Work task —
Treat the line containing "Target: man's face" as the first line of the answer and the last line of the data as its final line, reproducing every line between exactly.

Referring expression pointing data
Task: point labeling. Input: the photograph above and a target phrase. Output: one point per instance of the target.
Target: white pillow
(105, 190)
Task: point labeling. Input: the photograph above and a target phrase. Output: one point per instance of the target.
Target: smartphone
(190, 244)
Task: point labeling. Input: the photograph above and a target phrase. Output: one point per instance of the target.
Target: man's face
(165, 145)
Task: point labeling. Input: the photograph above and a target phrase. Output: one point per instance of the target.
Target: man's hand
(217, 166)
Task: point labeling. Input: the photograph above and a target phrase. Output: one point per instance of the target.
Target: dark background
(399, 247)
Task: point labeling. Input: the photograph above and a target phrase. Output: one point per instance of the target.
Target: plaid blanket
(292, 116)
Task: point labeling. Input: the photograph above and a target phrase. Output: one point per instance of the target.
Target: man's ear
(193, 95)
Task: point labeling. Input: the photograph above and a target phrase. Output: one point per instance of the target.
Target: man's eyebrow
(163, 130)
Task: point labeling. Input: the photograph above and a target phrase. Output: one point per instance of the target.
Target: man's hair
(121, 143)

Exercise result —
Target: man's face
(165, 145)
Task: point labeling. Input: the photograph above and a target phrase. Output: one point per instance of the target.
Target: man's hand
(217, 166)
Task: point labeling. Input: the photograph above and a target phrase. Output: one point per instance of the target.
Target: dark background
(399, 247)
Task: point labeling. Input: the photograph above and a target phrase. Output: one point per instance of the target.
Target: plaid blanket
(292, 116)
Task: point labeling. Input: the photograph above and a target phrase. Output: one point per instance of the target.
Target: man's ear
(193, 95)
Task: point labeling. Input: the photograph above and a target phrase. Output: one point per instance of the target.
Target: man's eyebrow
(163, 130)
Task: point labeling. Input: the photograph above and a target phrase. Output: one point per instance of the target.
Target: man's hair
(121, 143)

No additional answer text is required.